Exercise goal
Reproduce the lines verbatim, beginning with the line that contains "task: segment the countertop" and continuing through the line that contains "M128 197L130 197L131", with both of those lines included. Omit the pictures from your answer.

BEGIN Supplied entries

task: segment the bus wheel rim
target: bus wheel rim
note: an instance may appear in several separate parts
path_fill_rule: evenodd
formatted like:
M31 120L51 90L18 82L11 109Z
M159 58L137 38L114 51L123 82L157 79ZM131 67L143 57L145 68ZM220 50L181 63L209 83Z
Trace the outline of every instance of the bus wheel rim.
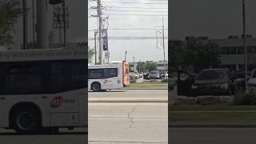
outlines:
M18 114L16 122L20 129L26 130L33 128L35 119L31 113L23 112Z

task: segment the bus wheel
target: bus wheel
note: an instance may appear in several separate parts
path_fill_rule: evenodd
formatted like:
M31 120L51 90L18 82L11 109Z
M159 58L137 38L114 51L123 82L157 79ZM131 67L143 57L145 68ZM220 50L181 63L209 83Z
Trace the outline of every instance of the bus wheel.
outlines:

END Supplied entries
BEGIN Supplied entries

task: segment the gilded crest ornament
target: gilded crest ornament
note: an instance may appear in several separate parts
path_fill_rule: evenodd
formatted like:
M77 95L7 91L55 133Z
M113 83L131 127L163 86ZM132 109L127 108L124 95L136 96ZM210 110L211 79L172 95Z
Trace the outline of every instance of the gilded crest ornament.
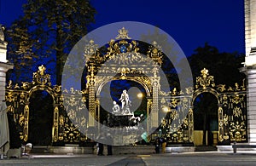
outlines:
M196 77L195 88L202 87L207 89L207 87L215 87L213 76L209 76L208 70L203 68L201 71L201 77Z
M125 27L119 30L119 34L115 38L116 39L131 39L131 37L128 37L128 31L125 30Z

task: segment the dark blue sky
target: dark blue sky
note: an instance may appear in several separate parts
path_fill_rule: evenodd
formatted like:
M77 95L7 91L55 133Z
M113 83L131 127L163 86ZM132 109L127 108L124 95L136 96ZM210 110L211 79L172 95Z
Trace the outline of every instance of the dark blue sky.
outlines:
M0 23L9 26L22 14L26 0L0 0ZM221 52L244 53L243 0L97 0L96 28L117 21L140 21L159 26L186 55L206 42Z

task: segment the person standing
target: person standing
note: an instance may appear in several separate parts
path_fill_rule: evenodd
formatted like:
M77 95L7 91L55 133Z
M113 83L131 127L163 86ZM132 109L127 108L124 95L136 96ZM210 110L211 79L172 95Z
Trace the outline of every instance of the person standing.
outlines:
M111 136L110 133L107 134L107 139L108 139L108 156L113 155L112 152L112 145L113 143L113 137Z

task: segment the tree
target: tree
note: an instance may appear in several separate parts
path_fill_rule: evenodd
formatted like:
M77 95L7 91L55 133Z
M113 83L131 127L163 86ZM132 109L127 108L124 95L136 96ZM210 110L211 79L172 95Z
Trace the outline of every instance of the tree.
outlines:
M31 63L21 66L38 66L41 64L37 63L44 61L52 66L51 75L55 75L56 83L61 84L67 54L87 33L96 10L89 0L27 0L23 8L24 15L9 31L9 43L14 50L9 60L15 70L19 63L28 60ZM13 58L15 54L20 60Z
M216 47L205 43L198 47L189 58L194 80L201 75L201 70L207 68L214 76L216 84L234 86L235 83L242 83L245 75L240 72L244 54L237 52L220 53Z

END Supplied entries
BEGIN Supplied entries

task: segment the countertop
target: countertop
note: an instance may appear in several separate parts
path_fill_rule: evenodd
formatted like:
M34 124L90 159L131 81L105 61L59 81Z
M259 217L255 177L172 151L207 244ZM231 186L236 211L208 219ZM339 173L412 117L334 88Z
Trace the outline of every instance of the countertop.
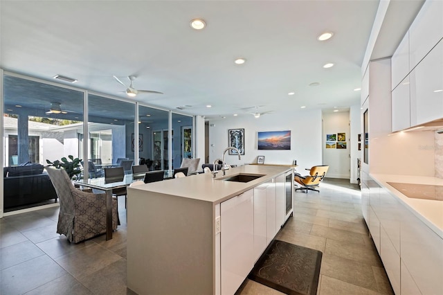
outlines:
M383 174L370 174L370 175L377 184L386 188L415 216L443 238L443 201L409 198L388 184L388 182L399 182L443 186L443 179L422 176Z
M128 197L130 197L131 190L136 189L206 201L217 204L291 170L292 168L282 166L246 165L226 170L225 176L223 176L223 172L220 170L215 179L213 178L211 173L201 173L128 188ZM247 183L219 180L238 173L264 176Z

END Supplied entries

Task solution
task: segment the countertop
target: countertop
note: an instance may appear in several separate parts
path_fill_rule: evenodd
formatted like:
M34 124L90 159L131 81L105 61L59 81Z
M259 217L255 177L172 151L207 244ZM231 186L236 211L208 219ZM339 173L412 117L334 88Z
Trace the outline of every instance of the countertop.
outlines:
M383 174L370 174L370 175L377 184L386 188L415 216L443 238L443 201L409 198L388 184L388 182L399 182L443 186L443 179L422 176Z
M128 197L130 197L131 190L136 189L206 201L217 204L291 170L292 168L282 166L246 165L226 170L225 176L223 176L223 172L220 170L215 179L213 178L211 173L201 173L128 188ZM247 183L219 180L238 173L264 176Z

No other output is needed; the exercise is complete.